__Problem__
What lines of the material below include the string "curve"? Copy all of them.

*** Opening Source material ***

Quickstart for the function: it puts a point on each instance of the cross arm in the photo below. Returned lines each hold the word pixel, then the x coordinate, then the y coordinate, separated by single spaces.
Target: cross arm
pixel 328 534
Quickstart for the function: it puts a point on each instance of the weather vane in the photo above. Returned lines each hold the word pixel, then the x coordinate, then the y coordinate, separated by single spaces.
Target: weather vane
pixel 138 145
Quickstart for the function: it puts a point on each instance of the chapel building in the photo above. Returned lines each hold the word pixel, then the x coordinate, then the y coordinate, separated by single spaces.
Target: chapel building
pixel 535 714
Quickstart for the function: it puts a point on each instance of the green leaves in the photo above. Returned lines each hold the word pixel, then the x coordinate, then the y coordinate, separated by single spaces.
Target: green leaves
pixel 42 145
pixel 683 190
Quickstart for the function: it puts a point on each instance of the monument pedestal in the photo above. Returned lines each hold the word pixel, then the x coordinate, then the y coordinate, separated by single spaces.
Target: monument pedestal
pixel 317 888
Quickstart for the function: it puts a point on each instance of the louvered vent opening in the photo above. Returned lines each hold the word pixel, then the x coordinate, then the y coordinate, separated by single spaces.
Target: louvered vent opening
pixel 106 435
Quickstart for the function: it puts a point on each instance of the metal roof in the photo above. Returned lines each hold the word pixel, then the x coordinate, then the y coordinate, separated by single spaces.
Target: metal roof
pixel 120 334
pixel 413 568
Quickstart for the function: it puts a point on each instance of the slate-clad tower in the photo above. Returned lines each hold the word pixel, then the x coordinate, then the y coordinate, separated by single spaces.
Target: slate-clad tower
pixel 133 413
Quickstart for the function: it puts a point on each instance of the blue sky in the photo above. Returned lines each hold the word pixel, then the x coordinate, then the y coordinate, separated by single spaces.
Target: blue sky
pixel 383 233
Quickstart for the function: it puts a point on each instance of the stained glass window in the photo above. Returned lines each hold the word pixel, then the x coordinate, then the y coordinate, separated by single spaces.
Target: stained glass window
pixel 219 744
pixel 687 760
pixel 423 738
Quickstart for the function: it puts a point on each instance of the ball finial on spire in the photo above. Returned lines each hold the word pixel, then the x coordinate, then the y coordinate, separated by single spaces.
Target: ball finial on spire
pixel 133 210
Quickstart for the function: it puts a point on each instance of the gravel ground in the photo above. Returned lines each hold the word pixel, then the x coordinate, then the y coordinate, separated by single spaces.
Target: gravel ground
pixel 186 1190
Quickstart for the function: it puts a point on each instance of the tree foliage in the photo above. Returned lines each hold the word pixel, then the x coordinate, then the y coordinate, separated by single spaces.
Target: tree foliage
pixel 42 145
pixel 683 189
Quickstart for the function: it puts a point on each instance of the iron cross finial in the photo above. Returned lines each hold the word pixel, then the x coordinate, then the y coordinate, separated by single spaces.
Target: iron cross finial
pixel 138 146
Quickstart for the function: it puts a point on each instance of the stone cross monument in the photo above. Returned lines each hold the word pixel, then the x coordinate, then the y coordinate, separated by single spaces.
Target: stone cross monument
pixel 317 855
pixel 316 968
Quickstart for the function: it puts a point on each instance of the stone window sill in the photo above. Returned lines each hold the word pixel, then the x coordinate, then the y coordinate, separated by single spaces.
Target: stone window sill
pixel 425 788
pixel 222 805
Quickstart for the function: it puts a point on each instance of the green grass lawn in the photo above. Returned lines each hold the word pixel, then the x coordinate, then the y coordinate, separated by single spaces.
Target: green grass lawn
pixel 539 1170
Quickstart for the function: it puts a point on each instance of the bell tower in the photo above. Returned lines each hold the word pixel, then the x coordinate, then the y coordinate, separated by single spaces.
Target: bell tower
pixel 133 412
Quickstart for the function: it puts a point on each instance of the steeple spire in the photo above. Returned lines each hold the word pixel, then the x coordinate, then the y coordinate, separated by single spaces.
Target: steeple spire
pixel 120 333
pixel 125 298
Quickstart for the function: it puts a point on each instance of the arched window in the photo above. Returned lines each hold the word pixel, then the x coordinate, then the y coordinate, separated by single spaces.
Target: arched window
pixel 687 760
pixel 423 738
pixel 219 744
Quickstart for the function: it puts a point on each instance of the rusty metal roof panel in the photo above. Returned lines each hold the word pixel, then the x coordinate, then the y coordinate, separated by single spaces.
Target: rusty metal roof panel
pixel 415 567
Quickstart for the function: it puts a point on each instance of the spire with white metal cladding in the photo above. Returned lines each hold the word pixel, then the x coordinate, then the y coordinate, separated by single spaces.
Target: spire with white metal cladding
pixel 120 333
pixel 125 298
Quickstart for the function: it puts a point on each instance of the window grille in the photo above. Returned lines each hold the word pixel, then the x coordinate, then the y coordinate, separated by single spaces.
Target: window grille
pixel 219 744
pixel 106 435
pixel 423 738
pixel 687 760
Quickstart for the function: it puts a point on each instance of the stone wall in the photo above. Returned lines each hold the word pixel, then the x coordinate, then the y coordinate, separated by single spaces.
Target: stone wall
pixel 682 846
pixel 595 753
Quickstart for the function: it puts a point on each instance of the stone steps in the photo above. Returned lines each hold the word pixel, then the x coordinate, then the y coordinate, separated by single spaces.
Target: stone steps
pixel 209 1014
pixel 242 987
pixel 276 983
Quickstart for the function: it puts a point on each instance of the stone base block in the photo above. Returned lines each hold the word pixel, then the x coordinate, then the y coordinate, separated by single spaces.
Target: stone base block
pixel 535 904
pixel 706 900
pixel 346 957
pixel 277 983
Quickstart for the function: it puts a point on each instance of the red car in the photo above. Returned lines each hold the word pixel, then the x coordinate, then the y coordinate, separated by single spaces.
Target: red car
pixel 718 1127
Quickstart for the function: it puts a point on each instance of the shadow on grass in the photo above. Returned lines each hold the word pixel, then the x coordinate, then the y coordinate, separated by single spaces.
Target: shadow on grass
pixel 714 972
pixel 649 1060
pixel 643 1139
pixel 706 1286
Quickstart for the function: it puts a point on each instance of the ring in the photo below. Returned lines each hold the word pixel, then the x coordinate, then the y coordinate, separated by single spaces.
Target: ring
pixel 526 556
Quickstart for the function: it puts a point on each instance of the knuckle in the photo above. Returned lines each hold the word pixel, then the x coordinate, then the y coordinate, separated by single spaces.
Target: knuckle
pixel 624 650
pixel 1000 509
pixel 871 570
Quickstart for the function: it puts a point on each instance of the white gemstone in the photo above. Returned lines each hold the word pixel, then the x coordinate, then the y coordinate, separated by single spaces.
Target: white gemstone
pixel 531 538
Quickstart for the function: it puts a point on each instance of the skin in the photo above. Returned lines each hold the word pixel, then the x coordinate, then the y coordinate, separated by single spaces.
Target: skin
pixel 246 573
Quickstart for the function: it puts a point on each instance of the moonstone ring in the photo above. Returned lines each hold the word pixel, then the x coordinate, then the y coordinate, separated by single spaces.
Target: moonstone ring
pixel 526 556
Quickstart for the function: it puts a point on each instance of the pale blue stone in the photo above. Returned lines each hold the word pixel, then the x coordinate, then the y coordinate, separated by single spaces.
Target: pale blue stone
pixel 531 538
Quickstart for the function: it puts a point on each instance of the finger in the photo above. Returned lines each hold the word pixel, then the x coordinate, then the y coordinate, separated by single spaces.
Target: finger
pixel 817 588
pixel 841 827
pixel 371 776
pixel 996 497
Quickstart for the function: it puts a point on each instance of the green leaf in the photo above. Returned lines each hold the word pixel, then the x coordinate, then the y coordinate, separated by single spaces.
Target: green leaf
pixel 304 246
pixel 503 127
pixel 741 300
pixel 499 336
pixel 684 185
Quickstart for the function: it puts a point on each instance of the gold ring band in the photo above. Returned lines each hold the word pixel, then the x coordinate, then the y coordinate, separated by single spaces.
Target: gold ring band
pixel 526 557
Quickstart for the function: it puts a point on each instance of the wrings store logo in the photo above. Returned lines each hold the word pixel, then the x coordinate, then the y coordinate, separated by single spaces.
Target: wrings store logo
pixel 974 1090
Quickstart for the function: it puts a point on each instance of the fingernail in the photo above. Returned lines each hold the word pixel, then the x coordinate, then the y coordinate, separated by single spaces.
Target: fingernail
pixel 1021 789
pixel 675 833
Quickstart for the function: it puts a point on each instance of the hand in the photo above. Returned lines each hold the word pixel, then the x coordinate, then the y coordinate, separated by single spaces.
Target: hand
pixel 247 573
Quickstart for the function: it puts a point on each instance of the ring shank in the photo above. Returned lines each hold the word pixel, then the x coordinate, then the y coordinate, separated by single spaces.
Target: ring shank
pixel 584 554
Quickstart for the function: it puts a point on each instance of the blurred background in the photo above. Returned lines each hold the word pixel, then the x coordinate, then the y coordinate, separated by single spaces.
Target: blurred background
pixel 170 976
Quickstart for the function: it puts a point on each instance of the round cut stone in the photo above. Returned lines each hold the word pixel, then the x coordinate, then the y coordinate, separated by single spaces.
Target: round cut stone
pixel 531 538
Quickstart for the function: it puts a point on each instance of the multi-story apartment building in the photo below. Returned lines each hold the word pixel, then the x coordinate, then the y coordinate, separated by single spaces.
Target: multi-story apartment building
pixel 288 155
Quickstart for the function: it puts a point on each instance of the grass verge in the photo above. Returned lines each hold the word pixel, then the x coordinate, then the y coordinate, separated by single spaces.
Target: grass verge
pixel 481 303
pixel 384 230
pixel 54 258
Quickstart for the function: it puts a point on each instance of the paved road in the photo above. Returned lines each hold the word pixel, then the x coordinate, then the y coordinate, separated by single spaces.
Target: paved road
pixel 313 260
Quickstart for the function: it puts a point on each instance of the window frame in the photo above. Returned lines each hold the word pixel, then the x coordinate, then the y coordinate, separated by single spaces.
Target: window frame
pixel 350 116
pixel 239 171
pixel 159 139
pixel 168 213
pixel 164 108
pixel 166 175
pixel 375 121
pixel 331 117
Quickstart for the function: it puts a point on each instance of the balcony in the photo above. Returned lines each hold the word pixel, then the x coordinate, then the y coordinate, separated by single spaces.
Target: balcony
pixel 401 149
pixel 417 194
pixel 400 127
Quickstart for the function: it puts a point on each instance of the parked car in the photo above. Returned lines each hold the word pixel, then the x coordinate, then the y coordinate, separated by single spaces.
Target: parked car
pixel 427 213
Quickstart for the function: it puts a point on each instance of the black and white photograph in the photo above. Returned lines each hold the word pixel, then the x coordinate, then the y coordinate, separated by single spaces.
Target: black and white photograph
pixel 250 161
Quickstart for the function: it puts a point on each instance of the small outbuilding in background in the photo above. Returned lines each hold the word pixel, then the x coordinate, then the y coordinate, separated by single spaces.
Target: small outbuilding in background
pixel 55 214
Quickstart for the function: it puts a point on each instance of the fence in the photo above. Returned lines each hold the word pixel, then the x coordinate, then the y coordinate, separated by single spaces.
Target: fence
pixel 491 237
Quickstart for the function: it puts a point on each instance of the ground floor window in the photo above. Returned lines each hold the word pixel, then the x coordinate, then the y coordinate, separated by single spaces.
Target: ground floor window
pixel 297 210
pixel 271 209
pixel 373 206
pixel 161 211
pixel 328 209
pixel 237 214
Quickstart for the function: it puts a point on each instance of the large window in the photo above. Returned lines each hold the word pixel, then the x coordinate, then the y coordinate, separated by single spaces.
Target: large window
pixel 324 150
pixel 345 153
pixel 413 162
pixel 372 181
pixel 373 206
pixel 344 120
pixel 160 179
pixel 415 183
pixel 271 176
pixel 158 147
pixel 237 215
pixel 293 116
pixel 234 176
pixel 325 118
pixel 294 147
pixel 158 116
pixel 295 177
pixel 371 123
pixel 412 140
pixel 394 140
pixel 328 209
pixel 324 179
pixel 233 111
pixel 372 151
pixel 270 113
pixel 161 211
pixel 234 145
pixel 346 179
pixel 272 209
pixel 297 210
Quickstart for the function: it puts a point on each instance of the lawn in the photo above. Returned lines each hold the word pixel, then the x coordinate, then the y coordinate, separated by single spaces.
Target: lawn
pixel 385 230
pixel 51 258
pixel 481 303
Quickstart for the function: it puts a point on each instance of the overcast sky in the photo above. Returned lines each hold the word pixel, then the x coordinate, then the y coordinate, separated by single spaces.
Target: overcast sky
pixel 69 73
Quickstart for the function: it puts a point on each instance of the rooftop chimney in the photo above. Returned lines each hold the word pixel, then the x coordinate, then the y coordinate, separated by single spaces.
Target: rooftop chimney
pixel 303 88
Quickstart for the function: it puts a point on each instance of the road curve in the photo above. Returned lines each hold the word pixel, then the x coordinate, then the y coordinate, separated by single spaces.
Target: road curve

*** Closing Source material ***

__Solution for this problem__
Quickstart for the function: it puts a point on each instance of the road curve in the photo above. Returned lines each hold the word pixel, then the x coordinate, then the y coordinate, separated by single spaces.
Target: road curve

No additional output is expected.